* _Problem details_
Set down the entries that follow exactly as written, leaving out any images.

╭──

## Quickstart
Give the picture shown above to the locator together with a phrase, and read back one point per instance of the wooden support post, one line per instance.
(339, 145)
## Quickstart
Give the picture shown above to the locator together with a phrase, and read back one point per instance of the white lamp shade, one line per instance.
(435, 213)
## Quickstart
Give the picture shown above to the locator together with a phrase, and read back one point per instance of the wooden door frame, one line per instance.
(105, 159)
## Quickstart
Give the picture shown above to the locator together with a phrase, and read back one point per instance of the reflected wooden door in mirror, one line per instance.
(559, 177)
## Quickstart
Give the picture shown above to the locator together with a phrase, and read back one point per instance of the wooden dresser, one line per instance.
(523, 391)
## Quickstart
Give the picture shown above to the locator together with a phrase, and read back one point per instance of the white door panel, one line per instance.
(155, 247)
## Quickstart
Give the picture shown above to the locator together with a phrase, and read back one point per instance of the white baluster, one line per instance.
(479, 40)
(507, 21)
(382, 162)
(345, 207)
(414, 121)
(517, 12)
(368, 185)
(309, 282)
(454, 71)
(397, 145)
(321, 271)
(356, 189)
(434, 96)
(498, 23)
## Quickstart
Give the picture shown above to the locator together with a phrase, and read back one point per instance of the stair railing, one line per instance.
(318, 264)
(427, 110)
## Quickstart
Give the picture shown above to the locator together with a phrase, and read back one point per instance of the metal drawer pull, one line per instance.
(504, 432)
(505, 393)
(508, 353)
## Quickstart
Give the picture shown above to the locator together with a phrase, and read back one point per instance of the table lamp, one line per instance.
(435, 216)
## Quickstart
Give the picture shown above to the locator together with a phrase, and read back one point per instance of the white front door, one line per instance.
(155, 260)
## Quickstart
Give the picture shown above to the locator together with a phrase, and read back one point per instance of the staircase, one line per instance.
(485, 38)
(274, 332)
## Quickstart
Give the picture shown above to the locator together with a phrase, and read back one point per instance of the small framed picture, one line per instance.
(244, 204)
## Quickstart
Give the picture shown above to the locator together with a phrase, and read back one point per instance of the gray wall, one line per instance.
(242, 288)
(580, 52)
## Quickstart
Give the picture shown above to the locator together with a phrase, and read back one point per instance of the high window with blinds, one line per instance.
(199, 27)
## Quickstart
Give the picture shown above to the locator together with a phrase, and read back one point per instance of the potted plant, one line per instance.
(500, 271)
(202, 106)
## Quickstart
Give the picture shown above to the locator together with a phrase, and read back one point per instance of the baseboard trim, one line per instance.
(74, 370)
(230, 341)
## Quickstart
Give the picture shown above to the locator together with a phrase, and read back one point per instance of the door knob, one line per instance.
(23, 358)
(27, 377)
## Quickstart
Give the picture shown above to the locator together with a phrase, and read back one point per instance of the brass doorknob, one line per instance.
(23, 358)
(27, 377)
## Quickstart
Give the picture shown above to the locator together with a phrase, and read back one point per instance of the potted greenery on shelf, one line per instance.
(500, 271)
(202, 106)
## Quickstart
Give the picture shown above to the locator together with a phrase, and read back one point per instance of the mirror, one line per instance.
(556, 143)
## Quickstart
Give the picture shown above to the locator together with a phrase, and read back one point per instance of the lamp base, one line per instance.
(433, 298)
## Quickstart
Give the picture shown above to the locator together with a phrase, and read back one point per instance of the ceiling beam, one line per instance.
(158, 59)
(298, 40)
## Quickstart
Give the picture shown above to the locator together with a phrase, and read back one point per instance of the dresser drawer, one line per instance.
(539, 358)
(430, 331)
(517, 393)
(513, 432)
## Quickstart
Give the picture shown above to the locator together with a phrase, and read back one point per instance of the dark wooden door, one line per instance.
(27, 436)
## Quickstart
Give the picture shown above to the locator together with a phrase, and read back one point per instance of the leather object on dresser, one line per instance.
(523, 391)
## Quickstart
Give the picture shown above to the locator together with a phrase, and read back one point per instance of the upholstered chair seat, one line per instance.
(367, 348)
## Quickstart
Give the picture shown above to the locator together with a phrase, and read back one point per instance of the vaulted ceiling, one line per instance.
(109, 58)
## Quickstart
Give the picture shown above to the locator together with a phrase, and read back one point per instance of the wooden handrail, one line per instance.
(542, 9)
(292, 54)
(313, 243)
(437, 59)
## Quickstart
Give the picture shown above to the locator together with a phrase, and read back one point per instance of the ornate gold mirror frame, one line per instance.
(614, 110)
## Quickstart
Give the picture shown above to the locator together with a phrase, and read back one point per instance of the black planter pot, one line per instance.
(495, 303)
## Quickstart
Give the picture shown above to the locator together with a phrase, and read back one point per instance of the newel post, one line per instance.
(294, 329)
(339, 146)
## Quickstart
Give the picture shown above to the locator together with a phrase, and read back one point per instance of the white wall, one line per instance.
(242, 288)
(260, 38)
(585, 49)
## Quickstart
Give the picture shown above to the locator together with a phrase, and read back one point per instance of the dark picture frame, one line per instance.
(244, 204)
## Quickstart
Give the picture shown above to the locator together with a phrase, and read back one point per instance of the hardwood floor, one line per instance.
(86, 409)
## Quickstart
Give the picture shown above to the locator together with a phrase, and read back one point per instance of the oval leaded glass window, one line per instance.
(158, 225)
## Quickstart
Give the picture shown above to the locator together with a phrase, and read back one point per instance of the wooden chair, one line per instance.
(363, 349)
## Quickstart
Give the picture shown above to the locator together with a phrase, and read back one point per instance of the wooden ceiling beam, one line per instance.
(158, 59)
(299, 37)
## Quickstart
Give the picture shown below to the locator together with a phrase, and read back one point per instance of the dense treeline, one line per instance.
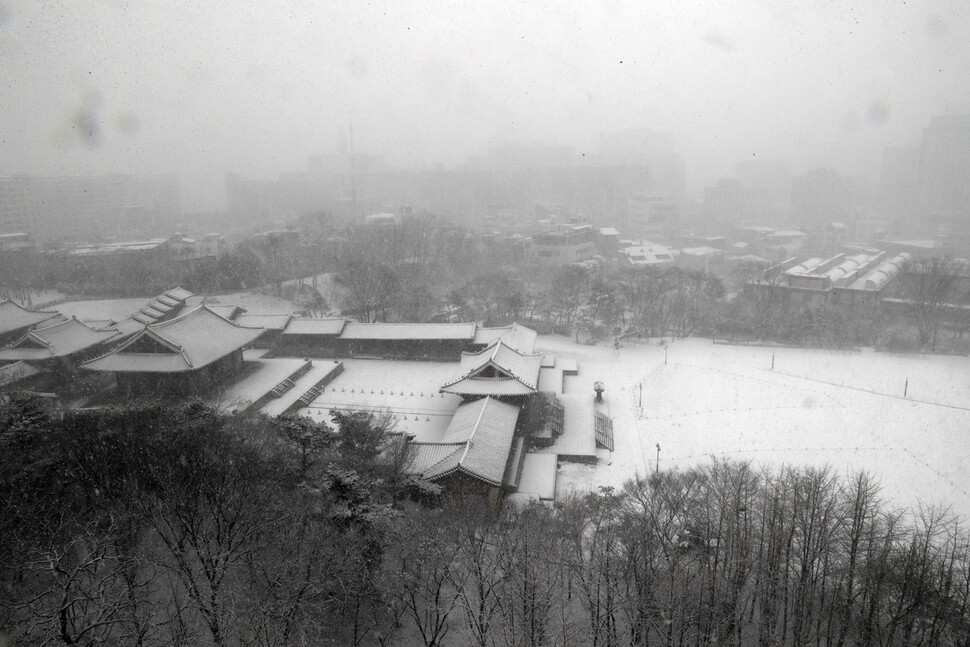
(161, 526)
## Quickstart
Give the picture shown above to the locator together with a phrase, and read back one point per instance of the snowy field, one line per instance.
(845, 410)
(409, 390)
(259, 377)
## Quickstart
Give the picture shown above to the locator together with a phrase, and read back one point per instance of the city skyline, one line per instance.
(153, 89)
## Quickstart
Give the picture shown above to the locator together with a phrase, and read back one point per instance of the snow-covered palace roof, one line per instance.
(496, 370)
(186, 343)
(477, 442)
(60, 340)
(15, 317)
(519, 337)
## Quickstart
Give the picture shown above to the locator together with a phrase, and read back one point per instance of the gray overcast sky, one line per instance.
(204, 87)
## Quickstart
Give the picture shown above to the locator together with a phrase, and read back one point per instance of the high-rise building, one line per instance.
(79, 208)
(768, 185)
(944, 170)
(824, 196)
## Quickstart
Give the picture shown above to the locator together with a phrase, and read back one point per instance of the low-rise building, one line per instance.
(571, 244)
(181, 356)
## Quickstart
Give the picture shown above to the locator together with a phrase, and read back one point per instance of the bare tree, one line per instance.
(931, 286)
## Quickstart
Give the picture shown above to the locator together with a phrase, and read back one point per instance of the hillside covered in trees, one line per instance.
(151, 525)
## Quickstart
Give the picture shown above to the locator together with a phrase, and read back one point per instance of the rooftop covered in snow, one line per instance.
(476, 443)
(59, 340)
(186, 343)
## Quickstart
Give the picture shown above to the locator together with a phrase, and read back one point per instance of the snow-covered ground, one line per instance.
(260, 376)
(841, 409)
(407, 389)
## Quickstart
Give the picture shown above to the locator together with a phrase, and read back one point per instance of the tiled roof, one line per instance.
(179, 294)
(228, 311)
(186, 343)
(314, 327)
(517, 336)
(507, 361)
(131, 325)
(481, 434)
(269, 322)
(10, 373)
(15, 317)
(59, 340)
(427, 455)
(488, 386)
(409, 331)
(97, 323)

╰──

* _Problem solution_
## Quickstart
Give the picture shown above to the locator together with a phrase, and read back one point per instance of the wooden support post, one line per instance.
(339, 145)
## Quickstart
Give the picture shown above to the locator together with a phrase, and read back one point per instance of the white lamp shade, one line per instance.
(435, 213)
## Quickstart
Give the picture shown above to the locator together with a phrase, and read back one point per instance of the wooden door frame, one line per instance.
(105, 159)
## Quickstart
Give the picture shown above to the locator together with a phrase, and read back one point per instance of the reflected wooden door in mirror, one line per instance.
(559, 177)
## Quickstart
Give the picture shown above to the locator together with a phrase, and read back one point per instance of the wooden dresser, one line per instance.
(523, 391)
## Quickstart
Give the picture shown above to the locator together with a phrase, and read back one point per instance of the white door panel, one line per instance.
(155, 247)
## Quickstart
Give the picture shown above to the locator together with a phrase, and read back one point per instance of the white baluster, one line per instance.
(479, 40)
(507, 21)
(382, 162)
(345, 207)
(414, 121)
(517, 12)
(368, 185)
(309, 282)
(454, 71)
(397, 145)
(321, 271)
(356, 189)
(434, 96)
(498, 23)
## Quickstart
Give the picture shown above to the locator together with a phrase, and read back one point per instance of the stair railing, one line per instance.
(318, 264)
(427, 110)
## Quickstart
Give the picture shown above to the locator together with a phrase, and read back one point per instance of the metal drawer pull, one line per instance.
(504, 432)
(505, 393)
(508, 353)
## Quickstart
Give the picture shown above to the locator together with a phrase, and read back one point per instance of the table lamp, one line per instance.
(435, 216)
## Quickstart
Give the picture shown above to the locator together with a phrase, and read back one point per instance of the white front door, one line per instance.
(155, 260)
## Quickstart
Give the picture shown above to the locator together with a phrase, and read back one point per instance of the staircase, one line per instance.
(485, 38)
(274, 332)
## Quickstart
Give the picture shown above to the locator together with a phrase, and read back one point per instance of the small framed picture, one line per instance.
(244, 204)
## Quickstart
Give the picture shown above to the locator together with a phrase, and read back one point per instance of the gray wall, one line per instance.
(242, 288)
(580, 52)
## Quickstart
Give the picture shown above to the locator together with a phrase, and read back one point per instance of the high window with blinds, one line per instance.
(199, 27)
## Quickstart
Give the picture shown above to the locator together with a phrase, and read back one point per instance of the potted plant, one line per instance.
(500, 271)
(202, 106)
## Quickstart
Give the picture shown above to the locator together with a phrase, and read back one point per instance of the baseboard trim, one line per instance.
(74, 370)
(230, 341)
## Quickstart
Give the picture shown above to the locator together with a phrase, and read back one point per instance of the door knob, one line per instance.
(23, 358)
(27, 377)
## Quickstart
Give the picture shown above to the locator together with a phrase, and read back one point per instance of the brass doorknob, one line per instance.
(23, 358)
(27, 377)
## Quickstart
Give the picture shown above to the locator together with a phrase, and read back one point per instance of the potted greenery on shelf, one line per instance.
(500, 271)
(202, 106)
## Quickstart
Give the picture shown above to the locator together with a phrase, and read back one point per instance of the mirror, one line per instance.
(556, 143)
## Quickstart
Give the picture shown above to the locator together with a phrase, and read back one point per instance of the lamp base, one line per instance.
(433, 298)
## Quickstart
Give the picture shown above to the locator together with a phrase, and read back one point per instance of the ceiling beam, one line per instance.
(158, 59)
(298, 40)
## Quickstart
Give the picture shown above to the locator together with a phrase, and read back one point per instance of the dresser drawer, one line per instance.
(539, 358)
(430, 331)
(517, 393)
(513, 432)
## Quickstart
Give the picture shown above to the locator together with a phrase, and read back one point per instance of the dark wooden door, one line per instance.
(27, 436)
## Quickstart
Give the picture shown above to the locator together with a phrase, and read back one point per instance of the leather object on dresser, one line per instance.
(523, 391)
## Quickstart
Give the picture shown above to the locator together with a phrase, and read back one point per instance of the upholstered chair seat, one line per instance.
(367, 348)
## Quickstart
Give the picture shown above to the locator together with a phrase, and read back one point per instance of the vaulted ceiling, one line per instance.
(109, 58)
## Quickstart
Give the picture shown above to the locator together with a phrase, and read back one point per instance of the wooden handrail, one line per instance.
(542, 9)
(292, 54)
(313, 243)
(437, 59)
## Quickstart
Give the picture shown above to the locator together with a phrase, and read back one point per instance of the ornate gold mirror frame, one line per instance.
(614, 110)
## Quickstart
Give the picture shown above to the locator together with a phrase, and read back one point per instance of the black planter pot, one line per instance.
(495, 303)
## Quickstart
Give the picture shown above to the locator together with a phrase, and read back one point per instance of the newel post, one line per instance.
(294, 329)
(339, 146)
## Quickstart
Give the picture shown above to the locator together with a phrase, and read back one point per instance of the white wall, one line per instance.
(242, 288)
(260, 38)
(585, 49)
## Quickstart
Give the picture shown above to the locator together with a phrase, and read back one point per instance of the dark picture frame, one line per instance.
(244, 204)
## Quickstart
Give the picture shown above to the locator together with a phrase, and read back one point per instance of the hardwood floor, one line per instance.
(86, 409)
## Quickstart
Give the picture shown above to the locator together with a phrase, and read back one point per instance of the oval leaded glass window, one line per instance.
(158, 225)
## Quickstart
Give the picture shown above to the locator together with a phrase, and read back one point per instance of the wooden chair, one line per instance.
(363, 349)
## Quickstart
Give the picture shown above to the locator together with a phrase, and read back one point per instance of the wooden ceiling beam, one line per instance.
(158, 59)
(299, 37)
## Quickstart
Give the picture shown below to the locator together with a phrase, and read back one point per instance of the dense treeline, one line per instance.
(161, 526)
## Quickstart
Give the picture shown above to the locator together with a phrase, and read back one point per instance of the snowy field, one line per instance.
(845, 410)
(409, 390)
(259, 377)
## Quickstart
Give the picture shown above to the locator together with a phrase, and read back one point per instance of the city skyline, one line per instance.
(153, 89)
## Quickstart
Give the picture shown above to the locator together with a phrase, and read back one point per instance of the snow-covered palace roof, one line per instance.
(496, 370)
(186, 343)
(477, 442)
(60, 340)
(15, 317)
(519, 337)
## Quickstart
Give the picture shown above to the locator together with a phrase, and read back one point per instance of the gray overcast sky, one line per instance.
(204, 87)
## Quickstart
Give the picture shown above to the locator together with a phrase, and read back one point per instance of the high-rise building, one line per instance.
(79, 208)
(768, 185)
(944, 170)
(824, 196)
## Quickstart
Give the picture shown above to the locator together with a phrase, and read back one point per instance of the low-rise building, one line per instance.
(571, 244)
(181, 356)
## Quickstart
Give the picture shown above to the locator together with a phrase, and read back one point per instance of the bare tree, one line per instance.
(931, 286)
## Quickstart
Give the picture shown above to the locator together with a phrase, and read back one point per instance of the hillside covered in trees, one line per instance.
(151, 525)
## Quickstart
Give the picture shown above to the locator together with a phrase, and read back one point per instance of the rooftop covered in snow, one line per instance.
(476, 443)
(59, 340)
(186, 343)
## Quickstart
Give the picture shown above to the locator together with a phrase, and read back one point per instance of the snow-covered ground, one line per instance.
(260, 376)
(841, 409)
(407, 389)
## Quickstart
Give the picture shown above to the locator together with a phrase, and read back one point per instance of the tiled roof, one line per instance.
(179, 294)
(228, 311)
(186, 343)
(314, 327)
(517, 336)
(507, 361)
(131, 325)
(481, 434)
(269, 322)
(10, 373)
(15, 317)
(59, 340)
(427, 455)
(488, 386)
(409, 331)
(97, 323)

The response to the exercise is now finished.